[Text provided]
┄┄┄┄┄┄┄┄┄┄┄┄┄┄┄┄┄┄┄┄
In which we learn … Why French bus drivers started wearing dresses, which town advertised for a chatty hermit, how to get the taxman to send you flowers, why early man looked best in a hat, and who won big on the 1974 Grand National.

HACKING

Minutes after the NHS was cyber-attacked, GCHQ tweeted a poem about how good they are at protecting Britain from cyber-attacks.

The poem was as badly written as it was badly timed:

We’re an intelligence agency known as GCHQ.

Carrying on our mission from Bletchley in World War 2.

Based in Cheltenham, Manchester, Scarborough and Bude.

We work against cyber threats, terrorists and those up to no good.

Because keeping Britain safe is what we do.

The NHS hack was stopped when a computer expert, 22-year-old Marcus Hutchins, inadvertently activated the ‘kill switch’ in the software. Hutchins was once suspended from school for allegedly hacking into the computer network (an accusation he denies). As a result he was made to take his IT GCSE with a pen and paper. He failed.*

GCHQ isn’t the only intelligence agency to be caught off guard by hackers. In June, it emerged that a few years back America’s CIA suffered a hack within their own building, carried out by their own contracted personnel. At risk, though, were not the country’s secrets, but the CIA’s snacks. Apparently the hackers had managed to hack their way into one of the building’s vending machines and then proceeded to steal more than $3,000 worth of snacks over a period of six months. When they were finally caught, all those responsible handed in their badges.
┄┄┄┄┄┄┄┄┄┄┄┄┄┄┄┄┄┄┄┄
[Information provided]
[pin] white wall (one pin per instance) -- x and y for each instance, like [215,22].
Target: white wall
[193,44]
┄┄┄┄┄┄┄┄┄┄┄┄┄┄┄┄┄┄┄┄
[Task to carry out]
Mark each statement yes or no according to the hacking text, and quote the words from the text that decide it.
1. GCHQ tweeted its poem shortly before the NHS was attacked.
2. Marcus Hutchins stopped the NHS hack by accident.
3. The CIA vending-machine hackers took more than $3,000 worth of snacks over six months.

[Finished task]
1. No: "Minutes after the NHS was cyber-attacked, GCHQ tweeted a poem"
2. Yes: "inadvertently activated the ‘kill switch’ in the software"
3. Yes: "steal more than $3,000 worth of snacks over a period of six months"